*WRITTEN PROBLEM 1*:
From the forum thread on pricing a Jersey Wooly doe, quote the passage starting with "is 40-45 dollars" and going on through "good brood doe.".
*WRITTEN PROBLEM 2*:
Write what comes next in the forum thread about selling a Jersey Wooly brood doe, picking up after its final post.

# How much should I sell a Jersey Wooly brood doe for?



## woodleighcreek (Jun 17, 2011)

is 40-45 dollars a fair price? She has a great head and overall bodytype, but lacks in wool langth. She is proven though and has been a wonderful mother. 

I have never had to sell an adult rabbit before so I dont know.


----------



## ChickenPotPie (Jun 17, 2011)

Price will depend on a few things - quality, age, health, and wins come to mind.  Also, the area in which you live - what kind of quality is available, what are people willing to pay, and supply and demand.  For example: a _top quality_ Wooly here in CA that can place in the top 5 of it's class at the ARBA convention might go for $75 - $150 whereas the exact same rabbit would sell for $150 - $250 back East.  

That said, I think $40 - $45 for a proven brood doe less than 3 years old is a fair price for a good brood doe.

*RAW DATA*:
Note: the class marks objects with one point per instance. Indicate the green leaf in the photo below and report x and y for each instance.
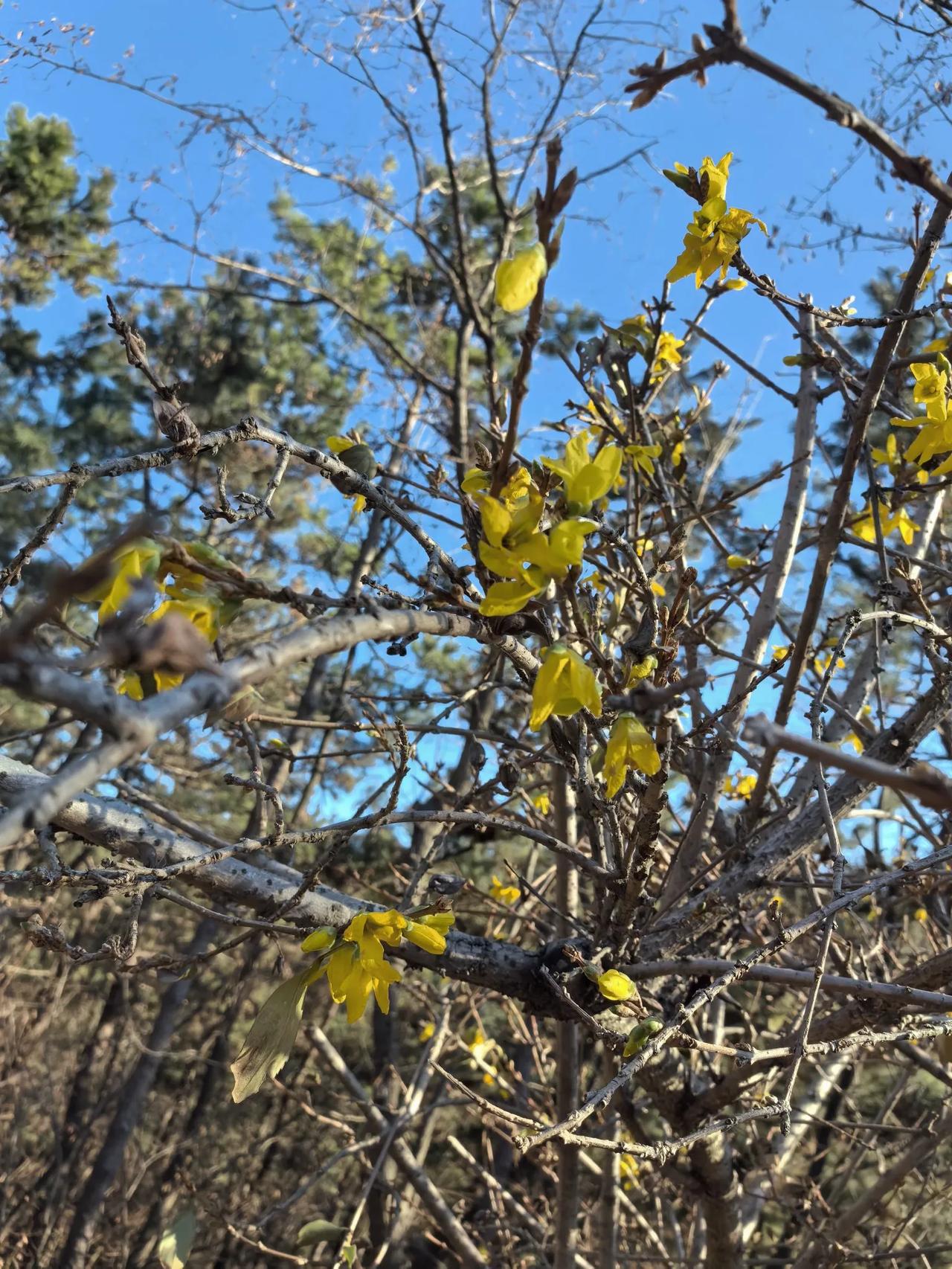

*RESULT 1*:
is 40-45 dollars a fair price? She has a great head and overall bodytype, but lacks in wool langth. She is proven though and has been a wonderful mother. 

I have never had to sell an adult rabbit before so I dont know.


----------



## ChickenPotPie (Jun 17, 2011)

Price will depend on a few things - quality, age, health, and wins come to mind.  Also, the area in which you live - what kind of quality is available, what are people willing to pay, and supply and demand.  For example: a _top quality_ Wooly here in CA that can place in the top 5 of it's class at the ARBA convention might go for $75 - $150 whereas the exact same rabbit would sell for $150 - $250 back East.  

That said, I think $40 - $45 for a proven brood doe less than 3 years old is a fair price for a good brood doe.

*RESULT 2*:
----------



## woodleighcreek (Jun 18, 2011)

Were in South Carolina and the doe is a year old.


----------



## ChickenPotPie (Jun 18, 2011)

Do you know Keep?  Kristen Drum of Keep's Rabbitry?  You might see her at shows.  She is an excellent Open JW exhibitor and I'm sure would be very helpful if you asked her to go over your doe and come up with a fair price for your area.  She'd know better than I what price you might ask for you doe.    Just tell her "Wonder Woolies" suggest you ask her for help.  

If you need help contacting her, just message me.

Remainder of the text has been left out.